(Excerpts of location labeling data)
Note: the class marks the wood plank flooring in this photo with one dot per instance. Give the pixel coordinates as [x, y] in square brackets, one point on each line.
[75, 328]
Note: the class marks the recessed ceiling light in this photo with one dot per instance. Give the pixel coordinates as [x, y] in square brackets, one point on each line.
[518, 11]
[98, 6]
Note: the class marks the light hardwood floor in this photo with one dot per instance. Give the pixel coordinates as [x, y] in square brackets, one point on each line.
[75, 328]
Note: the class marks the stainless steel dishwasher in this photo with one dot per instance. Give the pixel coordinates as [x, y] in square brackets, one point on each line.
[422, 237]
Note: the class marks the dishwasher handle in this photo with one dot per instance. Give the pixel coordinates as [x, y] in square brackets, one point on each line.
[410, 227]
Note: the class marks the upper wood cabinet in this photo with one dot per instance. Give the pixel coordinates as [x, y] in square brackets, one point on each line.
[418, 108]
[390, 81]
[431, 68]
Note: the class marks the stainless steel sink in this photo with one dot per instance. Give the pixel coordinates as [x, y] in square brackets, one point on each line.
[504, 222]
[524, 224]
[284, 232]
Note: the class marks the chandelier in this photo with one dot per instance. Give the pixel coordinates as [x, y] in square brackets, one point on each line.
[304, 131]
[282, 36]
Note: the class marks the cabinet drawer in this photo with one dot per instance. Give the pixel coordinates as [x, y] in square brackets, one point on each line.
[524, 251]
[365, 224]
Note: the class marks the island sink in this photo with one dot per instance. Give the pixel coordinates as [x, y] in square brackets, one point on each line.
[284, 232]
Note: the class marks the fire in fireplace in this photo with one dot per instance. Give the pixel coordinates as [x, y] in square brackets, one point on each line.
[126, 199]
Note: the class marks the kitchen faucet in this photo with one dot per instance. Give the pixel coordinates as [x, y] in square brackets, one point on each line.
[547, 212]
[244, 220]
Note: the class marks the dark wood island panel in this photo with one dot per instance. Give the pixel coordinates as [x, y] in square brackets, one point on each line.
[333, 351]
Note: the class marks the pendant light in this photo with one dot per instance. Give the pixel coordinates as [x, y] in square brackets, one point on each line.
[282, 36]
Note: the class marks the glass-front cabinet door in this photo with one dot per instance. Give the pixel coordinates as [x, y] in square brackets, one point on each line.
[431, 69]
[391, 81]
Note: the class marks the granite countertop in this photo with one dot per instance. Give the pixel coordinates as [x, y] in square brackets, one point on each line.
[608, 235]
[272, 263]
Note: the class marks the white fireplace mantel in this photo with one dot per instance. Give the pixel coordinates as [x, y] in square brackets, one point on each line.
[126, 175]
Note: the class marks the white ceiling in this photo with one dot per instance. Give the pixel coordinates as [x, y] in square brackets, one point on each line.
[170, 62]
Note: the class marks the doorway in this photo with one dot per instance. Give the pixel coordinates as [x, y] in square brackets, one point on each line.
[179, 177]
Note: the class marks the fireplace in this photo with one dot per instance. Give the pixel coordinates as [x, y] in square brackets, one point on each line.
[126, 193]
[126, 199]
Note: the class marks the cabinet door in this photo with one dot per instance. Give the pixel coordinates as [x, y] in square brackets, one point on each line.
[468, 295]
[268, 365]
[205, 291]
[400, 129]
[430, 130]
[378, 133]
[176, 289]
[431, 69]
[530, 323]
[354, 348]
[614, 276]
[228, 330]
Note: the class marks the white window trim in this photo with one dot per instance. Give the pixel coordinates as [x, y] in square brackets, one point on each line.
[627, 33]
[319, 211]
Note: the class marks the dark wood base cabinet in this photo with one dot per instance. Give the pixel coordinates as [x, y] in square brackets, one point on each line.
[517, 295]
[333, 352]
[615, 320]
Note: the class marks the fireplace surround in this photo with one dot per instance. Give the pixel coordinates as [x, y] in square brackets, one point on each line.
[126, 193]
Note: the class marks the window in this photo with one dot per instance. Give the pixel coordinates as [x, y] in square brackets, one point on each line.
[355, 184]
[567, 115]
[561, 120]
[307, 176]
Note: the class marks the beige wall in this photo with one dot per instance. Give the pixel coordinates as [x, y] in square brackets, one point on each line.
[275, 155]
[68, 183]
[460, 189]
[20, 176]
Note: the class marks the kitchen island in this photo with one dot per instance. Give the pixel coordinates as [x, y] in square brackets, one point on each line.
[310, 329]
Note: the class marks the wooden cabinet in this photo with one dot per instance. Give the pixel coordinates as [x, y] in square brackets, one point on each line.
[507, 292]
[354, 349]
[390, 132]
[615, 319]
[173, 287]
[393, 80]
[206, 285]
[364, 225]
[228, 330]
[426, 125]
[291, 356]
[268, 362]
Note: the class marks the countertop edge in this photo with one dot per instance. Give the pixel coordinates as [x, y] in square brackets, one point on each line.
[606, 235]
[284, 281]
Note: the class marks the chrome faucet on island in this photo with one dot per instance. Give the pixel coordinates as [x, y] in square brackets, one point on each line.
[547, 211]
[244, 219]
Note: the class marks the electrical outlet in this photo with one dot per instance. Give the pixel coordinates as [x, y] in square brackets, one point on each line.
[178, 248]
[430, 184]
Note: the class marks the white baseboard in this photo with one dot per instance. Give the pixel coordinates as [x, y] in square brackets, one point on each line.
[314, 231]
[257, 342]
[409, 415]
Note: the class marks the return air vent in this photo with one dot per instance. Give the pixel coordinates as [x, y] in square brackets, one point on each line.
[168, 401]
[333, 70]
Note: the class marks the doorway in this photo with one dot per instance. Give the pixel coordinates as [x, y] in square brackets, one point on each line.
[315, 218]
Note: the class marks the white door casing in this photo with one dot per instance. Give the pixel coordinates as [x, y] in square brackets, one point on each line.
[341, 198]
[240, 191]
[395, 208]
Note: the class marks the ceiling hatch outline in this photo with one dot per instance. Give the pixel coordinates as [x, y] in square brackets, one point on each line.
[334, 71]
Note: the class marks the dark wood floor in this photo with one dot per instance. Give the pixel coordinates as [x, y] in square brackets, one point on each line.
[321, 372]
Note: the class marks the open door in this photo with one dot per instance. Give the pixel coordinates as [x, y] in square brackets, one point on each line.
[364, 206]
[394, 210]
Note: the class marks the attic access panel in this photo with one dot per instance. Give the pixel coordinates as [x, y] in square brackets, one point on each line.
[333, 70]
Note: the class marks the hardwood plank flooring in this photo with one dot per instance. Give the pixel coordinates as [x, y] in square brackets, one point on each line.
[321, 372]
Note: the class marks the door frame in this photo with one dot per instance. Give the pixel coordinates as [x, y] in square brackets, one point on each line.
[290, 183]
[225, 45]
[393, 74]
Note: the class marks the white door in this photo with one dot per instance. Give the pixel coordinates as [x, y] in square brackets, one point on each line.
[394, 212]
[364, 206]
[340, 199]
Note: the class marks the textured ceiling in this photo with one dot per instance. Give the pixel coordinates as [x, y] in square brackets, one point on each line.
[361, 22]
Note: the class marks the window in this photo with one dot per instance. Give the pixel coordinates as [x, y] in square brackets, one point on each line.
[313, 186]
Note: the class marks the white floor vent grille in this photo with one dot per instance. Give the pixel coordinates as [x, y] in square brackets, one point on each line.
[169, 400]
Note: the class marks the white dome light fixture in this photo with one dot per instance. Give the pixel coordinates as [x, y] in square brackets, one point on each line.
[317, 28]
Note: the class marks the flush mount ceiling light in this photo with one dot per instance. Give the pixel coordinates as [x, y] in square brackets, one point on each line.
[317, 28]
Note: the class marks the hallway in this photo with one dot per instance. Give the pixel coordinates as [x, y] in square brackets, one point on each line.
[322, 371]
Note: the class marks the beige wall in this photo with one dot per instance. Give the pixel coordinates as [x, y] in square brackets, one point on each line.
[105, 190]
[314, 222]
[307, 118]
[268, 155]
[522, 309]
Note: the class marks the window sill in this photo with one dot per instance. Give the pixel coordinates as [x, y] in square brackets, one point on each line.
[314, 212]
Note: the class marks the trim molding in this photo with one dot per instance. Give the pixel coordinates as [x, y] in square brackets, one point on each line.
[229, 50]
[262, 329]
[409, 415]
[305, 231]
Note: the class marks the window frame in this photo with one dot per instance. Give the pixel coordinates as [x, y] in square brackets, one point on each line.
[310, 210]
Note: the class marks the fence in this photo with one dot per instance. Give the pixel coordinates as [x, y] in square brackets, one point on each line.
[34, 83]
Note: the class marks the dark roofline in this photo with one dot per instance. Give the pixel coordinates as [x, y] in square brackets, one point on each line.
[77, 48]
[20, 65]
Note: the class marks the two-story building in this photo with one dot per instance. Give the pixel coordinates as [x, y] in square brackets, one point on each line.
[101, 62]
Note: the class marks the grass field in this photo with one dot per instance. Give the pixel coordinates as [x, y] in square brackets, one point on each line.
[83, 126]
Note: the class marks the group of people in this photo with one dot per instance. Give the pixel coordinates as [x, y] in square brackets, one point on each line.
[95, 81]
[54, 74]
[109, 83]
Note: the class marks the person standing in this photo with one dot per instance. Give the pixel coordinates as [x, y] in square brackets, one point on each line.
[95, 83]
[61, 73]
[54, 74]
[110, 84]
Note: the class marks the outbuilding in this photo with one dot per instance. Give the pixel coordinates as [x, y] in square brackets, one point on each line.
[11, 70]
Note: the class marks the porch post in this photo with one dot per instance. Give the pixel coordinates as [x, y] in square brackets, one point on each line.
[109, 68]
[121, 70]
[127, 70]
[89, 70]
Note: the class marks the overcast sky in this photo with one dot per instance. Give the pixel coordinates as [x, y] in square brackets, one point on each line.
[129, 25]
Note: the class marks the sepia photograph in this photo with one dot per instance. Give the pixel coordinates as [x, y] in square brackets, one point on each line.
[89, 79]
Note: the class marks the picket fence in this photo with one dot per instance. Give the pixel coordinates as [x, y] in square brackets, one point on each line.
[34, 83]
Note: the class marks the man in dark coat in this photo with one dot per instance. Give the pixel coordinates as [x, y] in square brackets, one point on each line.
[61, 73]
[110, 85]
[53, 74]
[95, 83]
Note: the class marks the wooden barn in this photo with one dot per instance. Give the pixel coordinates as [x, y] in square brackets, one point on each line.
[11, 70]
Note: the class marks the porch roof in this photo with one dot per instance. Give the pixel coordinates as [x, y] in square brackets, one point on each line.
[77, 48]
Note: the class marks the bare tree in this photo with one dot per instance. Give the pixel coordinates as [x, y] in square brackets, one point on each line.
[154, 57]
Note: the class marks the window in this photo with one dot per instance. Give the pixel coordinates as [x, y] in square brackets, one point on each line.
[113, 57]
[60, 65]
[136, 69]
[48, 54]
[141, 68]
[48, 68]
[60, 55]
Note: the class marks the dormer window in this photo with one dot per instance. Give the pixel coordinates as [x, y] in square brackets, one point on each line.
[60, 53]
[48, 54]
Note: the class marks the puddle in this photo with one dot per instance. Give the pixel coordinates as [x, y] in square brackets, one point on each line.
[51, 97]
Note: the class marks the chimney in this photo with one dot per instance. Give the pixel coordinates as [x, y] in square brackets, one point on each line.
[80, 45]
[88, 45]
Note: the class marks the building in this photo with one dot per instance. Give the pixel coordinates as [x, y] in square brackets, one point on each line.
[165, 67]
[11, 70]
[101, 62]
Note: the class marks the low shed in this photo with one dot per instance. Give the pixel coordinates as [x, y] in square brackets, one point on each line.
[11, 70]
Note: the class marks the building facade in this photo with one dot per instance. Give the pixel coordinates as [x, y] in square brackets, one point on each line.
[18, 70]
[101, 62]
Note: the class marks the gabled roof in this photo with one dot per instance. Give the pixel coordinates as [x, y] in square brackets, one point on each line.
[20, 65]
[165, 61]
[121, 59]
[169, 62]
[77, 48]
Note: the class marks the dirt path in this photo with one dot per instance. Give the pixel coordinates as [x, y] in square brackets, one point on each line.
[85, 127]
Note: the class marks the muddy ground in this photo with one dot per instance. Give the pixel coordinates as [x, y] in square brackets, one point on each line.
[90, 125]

_Task objective_
Write out, word for word, the line containing "Note: the class marks the puddle" and every line after it to the end of the data above.

_Output for this exercise_
Note: the class marks the puddle in this photo with one dot per instance. Give the pixel coordinates as [x, y] in square brackets, one point on each line.
[51, 97]
Note: the class marks the chimney in this photo with one dot per instance. Give the pixel coordinates as [x, y] in square brackets, one point on each line.
[80, 45]
[88, 45]
Note: the class marks the building in this photo with one dot per instance. Give the pixel coordinates as [x, y] in square brackets, one point on each line.
[165, 67]
[11, 70]
[101, 62]
Note: the class marks the low shed in this photo with one dot per instance. Give the pixel coordinates as [x, y] in square brackets, one point on each line.
[11, 70]
Note: the class marks the building facade in this photo with one dot per instance. Give the pixel coordinates as [x, y] in square brackets, one point on each line.
[18, 70]
[101, 62]
Note: the class marks the gabled roof in this photo with one dot per instance. Give the pixel coordinates as [x, y] in square brackets, one point on each line.
[20, 65]
[165, 61]
[121, 59]
[169, 62]
[77, 48]
Note: the class marks the dirt path in this photo with one dot per instance. Give the pixel coordinates as [x, y] in square brackets, one point on each line.
[85, 127]
Note: the class marks the muddy ground in this photo with one dot per instance. Give the pixel coordinates as [x, y] in square brackets, one point on each line.
[90, 125]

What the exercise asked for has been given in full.